Write out only the tail of the records, beginning at the line containing "[locate] the green paper" and including the last line, exactly as written.

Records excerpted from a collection
┄┄┄┄┄┄┄┄┄┄┄┄┄┄┄┄┄┄┄┄

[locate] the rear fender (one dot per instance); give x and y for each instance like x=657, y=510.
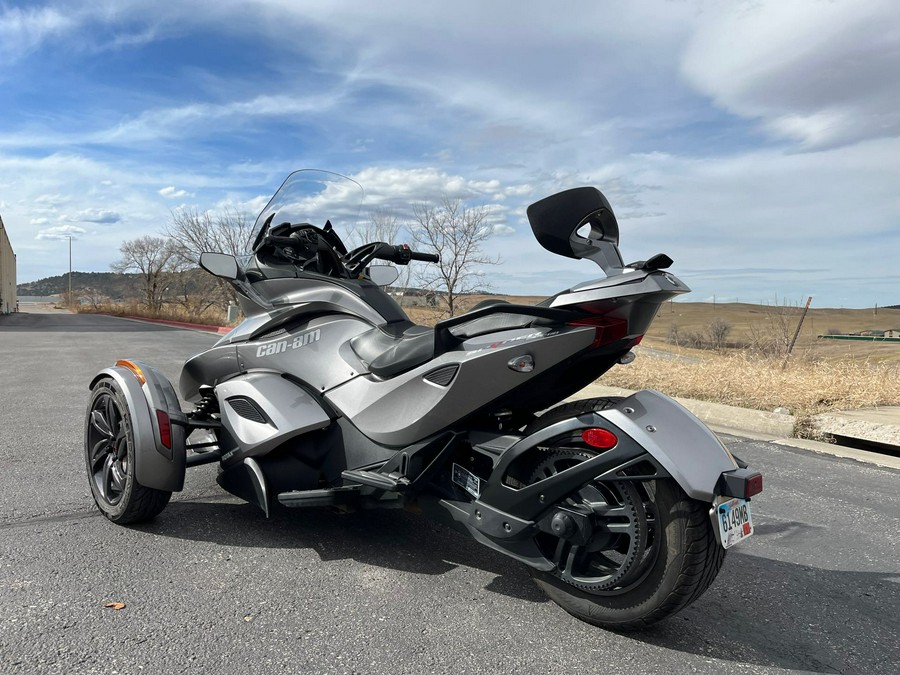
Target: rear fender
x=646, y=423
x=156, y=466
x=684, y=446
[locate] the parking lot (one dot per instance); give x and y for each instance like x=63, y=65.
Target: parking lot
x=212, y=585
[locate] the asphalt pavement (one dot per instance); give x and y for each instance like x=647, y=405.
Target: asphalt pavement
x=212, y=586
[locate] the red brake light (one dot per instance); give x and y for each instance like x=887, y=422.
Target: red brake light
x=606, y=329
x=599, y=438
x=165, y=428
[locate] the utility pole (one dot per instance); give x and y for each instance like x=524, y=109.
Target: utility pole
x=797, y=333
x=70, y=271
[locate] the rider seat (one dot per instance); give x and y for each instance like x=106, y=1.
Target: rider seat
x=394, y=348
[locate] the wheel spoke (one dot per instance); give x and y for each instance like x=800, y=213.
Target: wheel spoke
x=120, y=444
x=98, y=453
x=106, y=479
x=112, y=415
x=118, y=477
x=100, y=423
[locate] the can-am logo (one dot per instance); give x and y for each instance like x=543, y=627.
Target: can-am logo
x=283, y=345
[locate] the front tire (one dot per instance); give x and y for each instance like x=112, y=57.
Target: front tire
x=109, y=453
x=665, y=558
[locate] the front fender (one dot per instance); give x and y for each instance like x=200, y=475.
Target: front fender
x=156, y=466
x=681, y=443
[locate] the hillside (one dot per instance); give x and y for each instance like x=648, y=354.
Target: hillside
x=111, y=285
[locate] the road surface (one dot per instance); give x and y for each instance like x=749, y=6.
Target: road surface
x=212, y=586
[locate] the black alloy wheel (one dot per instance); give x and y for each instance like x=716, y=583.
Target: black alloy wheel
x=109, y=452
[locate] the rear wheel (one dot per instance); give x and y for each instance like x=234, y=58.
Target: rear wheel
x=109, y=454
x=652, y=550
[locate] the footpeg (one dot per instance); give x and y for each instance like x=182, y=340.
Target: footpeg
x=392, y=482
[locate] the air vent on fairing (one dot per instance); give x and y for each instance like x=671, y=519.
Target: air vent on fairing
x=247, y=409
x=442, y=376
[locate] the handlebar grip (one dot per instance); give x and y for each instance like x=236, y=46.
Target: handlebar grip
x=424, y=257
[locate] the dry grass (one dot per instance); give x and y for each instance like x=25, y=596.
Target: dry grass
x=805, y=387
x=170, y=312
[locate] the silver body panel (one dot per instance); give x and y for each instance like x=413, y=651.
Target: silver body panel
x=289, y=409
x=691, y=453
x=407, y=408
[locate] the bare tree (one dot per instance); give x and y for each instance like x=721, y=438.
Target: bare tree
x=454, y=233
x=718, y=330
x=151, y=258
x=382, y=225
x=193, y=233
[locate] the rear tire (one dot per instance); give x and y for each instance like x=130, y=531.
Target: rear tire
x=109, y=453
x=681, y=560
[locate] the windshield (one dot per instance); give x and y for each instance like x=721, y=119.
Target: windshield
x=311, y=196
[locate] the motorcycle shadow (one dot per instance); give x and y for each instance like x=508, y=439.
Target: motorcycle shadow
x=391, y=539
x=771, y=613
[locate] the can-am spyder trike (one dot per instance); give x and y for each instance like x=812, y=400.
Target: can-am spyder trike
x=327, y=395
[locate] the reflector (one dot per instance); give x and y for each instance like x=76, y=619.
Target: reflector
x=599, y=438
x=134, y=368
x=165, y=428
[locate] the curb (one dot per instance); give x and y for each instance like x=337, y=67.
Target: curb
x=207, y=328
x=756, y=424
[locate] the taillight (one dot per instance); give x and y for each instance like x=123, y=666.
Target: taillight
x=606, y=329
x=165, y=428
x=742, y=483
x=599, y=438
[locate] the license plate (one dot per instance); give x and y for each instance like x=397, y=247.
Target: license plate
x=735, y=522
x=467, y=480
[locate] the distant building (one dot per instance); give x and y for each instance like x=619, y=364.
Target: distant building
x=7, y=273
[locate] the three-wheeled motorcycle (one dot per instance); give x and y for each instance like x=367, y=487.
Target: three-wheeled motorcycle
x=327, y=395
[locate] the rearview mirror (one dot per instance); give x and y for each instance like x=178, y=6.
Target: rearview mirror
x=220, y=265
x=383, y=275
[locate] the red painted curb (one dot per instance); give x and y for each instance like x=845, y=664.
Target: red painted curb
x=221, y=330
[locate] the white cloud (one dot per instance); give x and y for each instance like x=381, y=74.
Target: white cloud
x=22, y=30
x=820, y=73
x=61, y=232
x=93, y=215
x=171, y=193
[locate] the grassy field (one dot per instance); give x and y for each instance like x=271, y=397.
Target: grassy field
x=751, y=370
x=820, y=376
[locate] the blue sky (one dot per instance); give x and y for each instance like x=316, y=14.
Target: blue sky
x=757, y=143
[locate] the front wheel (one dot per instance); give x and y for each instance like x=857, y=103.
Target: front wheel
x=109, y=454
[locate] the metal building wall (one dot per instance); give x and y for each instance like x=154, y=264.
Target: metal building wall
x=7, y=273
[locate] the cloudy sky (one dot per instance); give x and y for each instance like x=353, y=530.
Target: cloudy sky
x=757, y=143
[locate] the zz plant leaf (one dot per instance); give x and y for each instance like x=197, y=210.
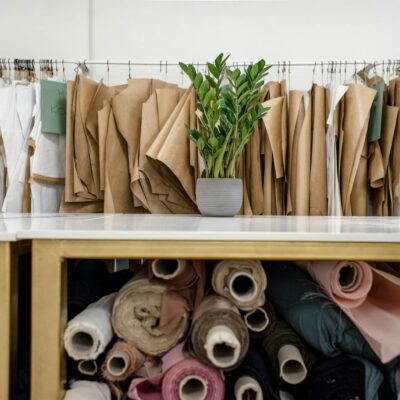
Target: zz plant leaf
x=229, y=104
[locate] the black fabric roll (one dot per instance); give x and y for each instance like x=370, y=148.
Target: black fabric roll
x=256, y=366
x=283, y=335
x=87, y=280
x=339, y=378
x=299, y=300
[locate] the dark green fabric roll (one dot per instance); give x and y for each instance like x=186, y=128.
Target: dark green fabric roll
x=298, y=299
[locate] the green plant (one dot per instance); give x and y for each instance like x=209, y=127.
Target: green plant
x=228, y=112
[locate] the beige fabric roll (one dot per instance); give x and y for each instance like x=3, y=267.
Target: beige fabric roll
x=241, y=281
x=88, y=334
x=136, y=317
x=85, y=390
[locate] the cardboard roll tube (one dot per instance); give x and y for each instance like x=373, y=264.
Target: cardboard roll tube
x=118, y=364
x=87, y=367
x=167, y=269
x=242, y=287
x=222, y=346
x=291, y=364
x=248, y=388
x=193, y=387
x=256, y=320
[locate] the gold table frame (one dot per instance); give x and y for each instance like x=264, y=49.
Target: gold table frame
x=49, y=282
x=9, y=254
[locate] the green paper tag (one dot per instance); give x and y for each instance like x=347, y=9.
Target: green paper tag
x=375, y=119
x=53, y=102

┄┄┄┄┄┄┄┄┄┄┄┄┄┄┄┄┄┄┄┄

TASK OUTPUT |
[locate] the green paper tag (one dot per instance); give x and y for each instance like x=347, y=9.
Target: green paper tag
x=375, y=119
x=53, y=102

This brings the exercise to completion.